Put the lines of the entries below, starting at the line that contains "point: one pixel per instance, each like <point>171,396</point>." and ending at the line that contains "<point>171,116</point>", into a JSON list of strings, one string per line and with blank lines omitted.
# start of INFORMATION PROVIDED
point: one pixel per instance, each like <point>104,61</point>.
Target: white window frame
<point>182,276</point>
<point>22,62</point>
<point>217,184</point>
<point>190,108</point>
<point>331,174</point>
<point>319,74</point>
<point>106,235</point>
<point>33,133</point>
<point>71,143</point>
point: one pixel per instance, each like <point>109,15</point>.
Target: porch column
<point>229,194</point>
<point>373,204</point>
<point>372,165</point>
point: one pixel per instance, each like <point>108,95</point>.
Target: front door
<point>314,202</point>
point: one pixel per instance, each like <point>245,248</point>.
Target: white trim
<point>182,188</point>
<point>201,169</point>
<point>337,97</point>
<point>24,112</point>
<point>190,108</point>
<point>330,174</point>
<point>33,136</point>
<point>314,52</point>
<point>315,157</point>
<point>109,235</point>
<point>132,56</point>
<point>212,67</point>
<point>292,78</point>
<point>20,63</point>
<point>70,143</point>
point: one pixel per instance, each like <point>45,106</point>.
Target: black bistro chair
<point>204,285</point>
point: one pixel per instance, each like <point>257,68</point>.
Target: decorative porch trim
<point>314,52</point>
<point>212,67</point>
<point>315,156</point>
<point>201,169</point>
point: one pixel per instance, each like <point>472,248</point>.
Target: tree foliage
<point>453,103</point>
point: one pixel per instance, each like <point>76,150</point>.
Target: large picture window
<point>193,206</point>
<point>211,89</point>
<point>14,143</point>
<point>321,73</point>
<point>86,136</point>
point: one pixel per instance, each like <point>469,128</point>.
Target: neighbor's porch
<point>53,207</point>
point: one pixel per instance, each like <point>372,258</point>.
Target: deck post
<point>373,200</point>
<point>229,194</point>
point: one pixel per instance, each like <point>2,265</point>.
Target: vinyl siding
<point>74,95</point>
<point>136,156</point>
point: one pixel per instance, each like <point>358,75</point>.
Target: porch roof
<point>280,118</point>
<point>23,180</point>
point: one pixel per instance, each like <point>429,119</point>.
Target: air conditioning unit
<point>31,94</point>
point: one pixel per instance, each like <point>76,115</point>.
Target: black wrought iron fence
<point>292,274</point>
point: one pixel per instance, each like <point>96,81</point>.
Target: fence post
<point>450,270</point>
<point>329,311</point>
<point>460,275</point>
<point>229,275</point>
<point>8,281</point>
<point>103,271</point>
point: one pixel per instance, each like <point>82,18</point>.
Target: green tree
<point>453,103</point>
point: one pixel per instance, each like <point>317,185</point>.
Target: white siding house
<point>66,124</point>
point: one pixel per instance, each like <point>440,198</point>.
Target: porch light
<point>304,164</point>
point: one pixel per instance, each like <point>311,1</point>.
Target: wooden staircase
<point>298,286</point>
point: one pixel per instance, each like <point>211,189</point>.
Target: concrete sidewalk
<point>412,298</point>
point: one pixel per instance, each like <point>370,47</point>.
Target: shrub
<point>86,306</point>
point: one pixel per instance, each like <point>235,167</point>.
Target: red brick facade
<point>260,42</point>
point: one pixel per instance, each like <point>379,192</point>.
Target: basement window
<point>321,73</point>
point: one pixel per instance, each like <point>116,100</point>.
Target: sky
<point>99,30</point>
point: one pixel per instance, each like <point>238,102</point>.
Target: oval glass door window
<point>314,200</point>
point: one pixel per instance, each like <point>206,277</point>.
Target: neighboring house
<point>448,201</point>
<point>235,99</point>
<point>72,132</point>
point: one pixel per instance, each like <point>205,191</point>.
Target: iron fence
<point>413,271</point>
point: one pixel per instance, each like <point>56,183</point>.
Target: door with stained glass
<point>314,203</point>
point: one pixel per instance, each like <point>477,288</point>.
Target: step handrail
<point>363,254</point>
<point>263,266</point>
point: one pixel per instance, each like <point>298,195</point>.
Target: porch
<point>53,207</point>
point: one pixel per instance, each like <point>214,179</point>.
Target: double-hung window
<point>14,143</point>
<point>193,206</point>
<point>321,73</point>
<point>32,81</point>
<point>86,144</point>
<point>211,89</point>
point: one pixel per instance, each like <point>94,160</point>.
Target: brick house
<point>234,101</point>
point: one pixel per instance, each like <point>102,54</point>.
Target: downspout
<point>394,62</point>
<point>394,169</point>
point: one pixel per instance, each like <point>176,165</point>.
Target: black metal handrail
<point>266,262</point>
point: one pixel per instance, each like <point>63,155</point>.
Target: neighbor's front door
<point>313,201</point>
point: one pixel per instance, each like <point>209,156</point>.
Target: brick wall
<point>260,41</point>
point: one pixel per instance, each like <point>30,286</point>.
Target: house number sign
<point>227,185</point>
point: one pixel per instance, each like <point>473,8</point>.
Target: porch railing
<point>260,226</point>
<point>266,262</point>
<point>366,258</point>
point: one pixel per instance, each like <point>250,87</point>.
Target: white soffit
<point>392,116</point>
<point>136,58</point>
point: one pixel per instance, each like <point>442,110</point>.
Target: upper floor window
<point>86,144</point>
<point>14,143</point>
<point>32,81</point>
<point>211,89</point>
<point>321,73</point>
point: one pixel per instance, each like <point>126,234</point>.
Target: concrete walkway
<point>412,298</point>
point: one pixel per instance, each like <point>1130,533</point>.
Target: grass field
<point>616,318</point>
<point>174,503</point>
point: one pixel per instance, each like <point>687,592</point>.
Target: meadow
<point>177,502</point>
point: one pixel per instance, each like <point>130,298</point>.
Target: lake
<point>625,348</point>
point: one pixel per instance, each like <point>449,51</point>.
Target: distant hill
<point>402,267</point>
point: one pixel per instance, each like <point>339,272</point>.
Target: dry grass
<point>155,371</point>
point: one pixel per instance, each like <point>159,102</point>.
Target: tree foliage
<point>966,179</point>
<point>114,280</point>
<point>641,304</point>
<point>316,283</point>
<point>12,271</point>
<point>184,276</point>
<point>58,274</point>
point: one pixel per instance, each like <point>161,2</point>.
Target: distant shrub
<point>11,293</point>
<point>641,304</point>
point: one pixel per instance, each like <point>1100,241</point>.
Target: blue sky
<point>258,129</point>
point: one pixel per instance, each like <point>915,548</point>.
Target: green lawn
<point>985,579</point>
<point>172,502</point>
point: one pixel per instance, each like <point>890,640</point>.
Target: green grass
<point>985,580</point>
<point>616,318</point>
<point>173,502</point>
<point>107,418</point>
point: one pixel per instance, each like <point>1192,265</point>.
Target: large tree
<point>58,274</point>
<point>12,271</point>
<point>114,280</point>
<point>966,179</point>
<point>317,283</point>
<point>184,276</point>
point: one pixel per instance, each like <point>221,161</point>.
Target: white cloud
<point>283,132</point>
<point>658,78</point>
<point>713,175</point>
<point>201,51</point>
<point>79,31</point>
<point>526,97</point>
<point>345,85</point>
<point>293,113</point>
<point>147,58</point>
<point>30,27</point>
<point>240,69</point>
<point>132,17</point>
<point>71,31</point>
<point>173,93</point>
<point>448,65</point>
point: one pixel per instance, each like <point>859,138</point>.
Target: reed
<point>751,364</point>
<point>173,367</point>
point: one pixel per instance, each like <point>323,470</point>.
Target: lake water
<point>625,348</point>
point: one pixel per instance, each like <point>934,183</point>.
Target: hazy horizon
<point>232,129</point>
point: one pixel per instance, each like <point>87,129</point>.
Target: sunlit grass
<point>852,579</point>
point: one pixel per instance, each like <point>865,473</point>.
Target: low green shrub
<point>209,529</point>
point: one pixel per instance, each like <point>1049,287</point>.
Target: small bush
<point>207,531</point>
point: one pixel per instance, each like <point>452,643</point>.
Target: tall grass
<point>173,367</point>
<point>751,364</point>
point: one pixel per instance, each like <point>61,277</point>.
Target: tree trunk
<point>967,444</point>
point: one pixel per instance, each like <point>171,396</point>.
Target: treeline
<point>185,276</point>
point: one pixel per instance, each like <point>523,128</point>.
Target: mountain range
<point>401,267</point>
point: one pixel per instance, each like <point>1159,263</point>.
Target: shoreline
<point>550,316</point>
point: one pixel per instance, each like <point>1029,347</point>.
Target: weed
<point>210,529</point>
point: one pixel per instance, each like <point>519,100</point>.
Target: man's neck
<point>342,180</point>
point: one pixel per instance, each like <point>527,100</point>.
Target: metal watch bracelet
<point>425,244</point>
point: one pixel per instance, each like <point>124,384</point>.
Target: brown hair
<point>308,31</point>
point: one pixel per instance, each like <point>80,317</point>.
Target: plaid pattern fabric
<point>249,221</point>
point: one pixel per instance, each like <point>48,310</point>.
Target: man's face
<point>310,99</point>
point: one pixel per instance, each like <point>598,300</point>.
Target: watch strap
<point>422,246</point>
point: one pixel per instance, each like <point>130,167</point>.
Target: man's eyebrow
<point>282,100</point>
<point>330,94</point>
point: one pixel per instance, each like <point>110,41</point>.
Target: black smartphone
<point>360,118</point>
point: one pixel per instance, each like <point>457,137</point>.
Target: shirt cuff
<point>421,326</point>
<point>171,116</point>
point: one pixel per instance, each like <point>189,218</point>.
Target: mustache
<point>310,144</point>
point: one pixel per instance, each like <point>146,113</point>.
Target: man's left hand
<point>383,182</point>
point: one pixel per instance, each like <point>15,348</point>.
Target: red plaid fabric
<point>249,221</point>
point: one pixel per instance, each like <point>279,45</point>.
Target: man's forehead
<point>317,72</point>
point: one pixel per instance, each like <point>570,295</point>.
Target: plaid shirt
# end of INFORMATION PROVIDED
SOLUTION TO THIS TASK:
[
  "point: one pixel per instance, each like <point>171,396</point>.",
  "Target: treeline",
  "<point>185,276</point>",
  "point: one pixel per instance, each like <point>523,128</point>.",
  "Target: mountain range",
  "<point>401,267</point>",
  "point: one pixel per instance, each like <point>1159,263</point>.",
  "Target: shoreline",
  "<point>550,316</point>",
  "point: one pixel per instance, each like <point>1029,347</point>.",
  "Target: weed",
  "<point>210,529</point>",
  "point: one pixel per instance, each like <point>519,100</point>.",
  "Target: man's neck",
  "<point>342,180</point>",
  "point: one pixel per instance, each like <point>527,100</point>.",
  "Target: metal watch bracelet",
  "<point>425,244</point>",
  "point: one pixel per instance, each like <point>124,384</point>.",
  "Target: brown hair",
  "<point>308,31</point>",
  "point: one pixel per instance, each like <point>80,317</point>.",
  "Target: plaid pattern fabric",
  "<point>249,221</point>",
  "point: one pixel per instance, each like <point>48,310</point>.",
  "Target: man's face",
  "<point>310,99</point>",
  "point: one pixel per instance, each like <point>598,300</point>.",
  "Target: watch strap",
  "<point>422,246</point>",
  "point: one pixel per instance, each like <point>130,167</point>.",
  "Target: man's eyebrow",
  "<point>282,100</point>",
  "<point>330,94</point>",
  "point: one pixel per instance, each like <point>110,41</point>.",
  "Target: black smartphone",
  "<point>360,118</point>",
  "point: one pixel per instance, each like <point>457,137</point>.",
  "Target: shirt cuff",
  "<point>421,326</point>",
  "<point>171,116</point>"
]